- _DATA SHOWN_:
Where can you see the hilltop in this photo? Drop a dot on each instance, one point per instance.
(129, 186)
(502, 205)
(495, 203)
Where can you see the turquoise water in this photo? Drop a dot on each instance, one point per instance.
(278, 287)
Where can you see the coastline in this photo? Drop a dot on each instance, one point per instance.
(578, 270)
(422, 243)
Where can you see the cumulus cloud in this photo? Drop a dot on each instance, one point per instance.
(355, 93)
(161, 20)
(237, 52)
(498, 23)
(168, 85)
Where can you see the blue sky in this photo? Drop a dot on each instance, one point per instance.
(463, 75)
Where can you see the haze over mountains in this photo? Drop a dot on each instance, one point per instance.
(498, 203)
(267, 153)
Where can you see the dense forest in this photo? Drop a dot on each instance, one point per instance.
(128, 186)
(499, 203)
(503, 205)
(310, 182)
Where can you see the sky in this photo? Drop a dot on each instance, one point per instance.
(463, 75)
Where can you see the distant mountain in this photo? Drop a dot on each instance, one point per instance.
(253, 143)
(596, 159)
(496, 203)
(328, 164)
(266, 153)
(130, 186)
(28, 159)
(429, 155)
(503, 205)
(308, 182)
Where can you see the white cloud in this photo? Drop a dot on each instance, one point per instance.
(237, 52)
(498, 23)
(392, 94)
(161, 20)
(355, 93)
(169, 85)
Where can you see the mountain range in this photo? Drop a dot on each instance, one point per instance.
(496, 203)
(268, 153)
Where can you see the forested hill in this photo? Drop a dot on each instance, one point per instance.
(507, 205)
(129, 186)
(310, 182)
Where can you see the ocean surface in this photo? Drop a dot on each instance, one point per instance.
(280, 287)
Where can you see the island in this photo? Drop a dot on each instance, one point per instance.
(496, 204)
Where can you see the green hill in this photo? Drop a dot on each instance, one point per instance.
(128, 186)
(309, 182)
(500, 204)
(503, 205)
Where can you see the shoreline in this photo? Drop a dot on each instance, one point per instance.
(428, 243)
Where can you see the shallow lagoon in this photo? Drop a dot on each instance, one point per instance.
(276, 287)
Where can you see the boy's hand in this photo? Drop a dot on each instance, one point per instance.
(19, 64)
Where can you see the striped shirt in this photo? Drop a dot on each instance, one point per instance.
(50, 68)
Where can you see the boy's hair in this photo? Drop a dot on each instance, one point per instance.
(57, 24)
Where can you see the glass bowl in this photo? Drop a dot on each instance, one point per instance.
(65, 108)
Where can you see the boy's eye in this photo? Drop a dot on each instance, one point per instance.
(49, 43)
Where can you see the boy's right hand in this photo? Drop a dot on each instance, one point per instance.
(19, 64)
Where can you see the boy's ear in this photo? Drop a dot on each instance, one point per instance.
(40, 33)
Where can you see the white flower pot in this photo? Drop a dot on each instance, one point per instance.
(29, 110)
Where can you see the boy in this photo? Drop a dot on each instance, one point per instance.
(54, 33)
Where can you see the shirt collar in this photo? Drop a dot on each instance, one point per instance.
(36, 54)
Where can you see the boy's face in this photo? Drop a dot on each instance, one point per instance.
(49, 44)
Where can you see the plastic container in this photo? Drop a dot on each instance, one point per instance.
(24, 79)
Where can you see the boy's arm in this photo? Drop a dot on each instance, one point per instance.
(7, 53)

- _INSTRUCTIONS FOR THE TASK_:
Copy every line of the material, please, keeping it exactly the same.

- _RESPONSE_:
Where can you see the hilltop in this photo? Drop a dot on each instance, one point per instance.
(129, 186)
(502, 205)
(495, 203)
Where can you see the turquoise water in this photo? Drop a dot on each instance, one point per instance.
(278, 287)
Where can you see the coastline in this photo? Drop a dot on each instance, one point per instance.
(578, 270)
(422, 243)
Where can you see the cumulus cloud in this photo? Drop a dot on each instance, one point per instance.
(355, 93)
(161, 20)
(237, 52)
(498, 23)
(168, 85)
Where can you see the blue sky in this photo? Drop a dot on each instance, one point per instance.
(463, 75)
Where can you see the haze over mountains in this photo? Drop a dot on each instance, one point per instance.
(498, 203)
(267, 153)
Where can you see the dense forest in this photo? Drop a dot on each instance, one point per instance.
(128, 186)
(499, 203)
(503, 205)
(310, 182)
Where can you see the sky in this photo? Drop a dot on each instance, one point per instance.
(463, 75)
Where can you see the distant mountain in this photo? Drop a dot on each instance, one point per instance.
(253, 143)
(596, 159)
(496, 203)
(328, 164)
(266, 153)
(130, 186)
(28, 159)
(429, 155)
(503, 205)
(308, 182)
Where can you see the white cloud in this photo? Drop a dot on each instance, one point per instance.
(237, 52)
(498, 23)
(392, 94)
(161, 20)
(355, 93)
(169, 85)
Where can you see the mountain range in this photo? Drop a dot on each instance, one point per instance.
(496, 203)
(268, 153)
Where can you see the forested hill in this photo? Drop a dot on each instance, one point per instance.
(507, 205)
(129, 186)
(310, 182)
Where can you see the ocean surface in this photo? Drop a dot on each instance, one point per instance.
(280, 287)
Where can you see the island in this photo? Drop a dot on each instance, one point per instance.
(496, 204)
Where can you see the green hill in this photo? Drop a dot on each instance, one point per instance.
(128, 186)
(309, 182)
(500, 204)
(503, 205)
Where can you see the shoreline in this photo? Drop a dot on each instance, one point per instance.
(428, 243)
Where can you see the shallow lagoon in this photo? Drop a dot on each instance, one point per instance.
(276, 287)
Where can you see the boy's hand in this photo? Drop a dot on each instance, one point per instance.
(19, 64)
Where can you see the striped shirt in this photo? Drop a dot on each instance, one point per instance.
(50, 68)
Where can you see the boy's hair in this photo? Drop a dot on each instance, one point per instance.
(57, 24)
Where can you see the glass bowl in this photo? Drop a dot on each instance, one point per instance.
(65, 108)
Where can you see the boy's eye in this photo? Drop a dot on each instance, one point per instance.
(49, 43)
Where can you see the boy's right hand in this photo? Drop a dot on each instance, one point per instance.
(19, 64)
Where can you see the boy's ear in this photo? Drop a dot on each instance, one point per instance.
(40, 33)
Where can you see the white flower pot in this photo? Drop a dot on each instance, one point per instance.
(29, 110)
Where can you see the boy in this photo? Drop a dot on each instance, one point per instance.
(54, 33)
Where can you see the shirt collar in this photo? Drop a dot on each instance, one point per instance.
(36, 54)
Where can you see the boy's face in this photo? Drop a dot on each instance, one point per instance.
(49, 44)
Where can you see the plastic container in this photo? Drop a dot on each instance, one point per instance.
(24, 79)
Where can you see the boy's arm in this photo? Drop a dot on each instance, one point per instance.
(7, 53)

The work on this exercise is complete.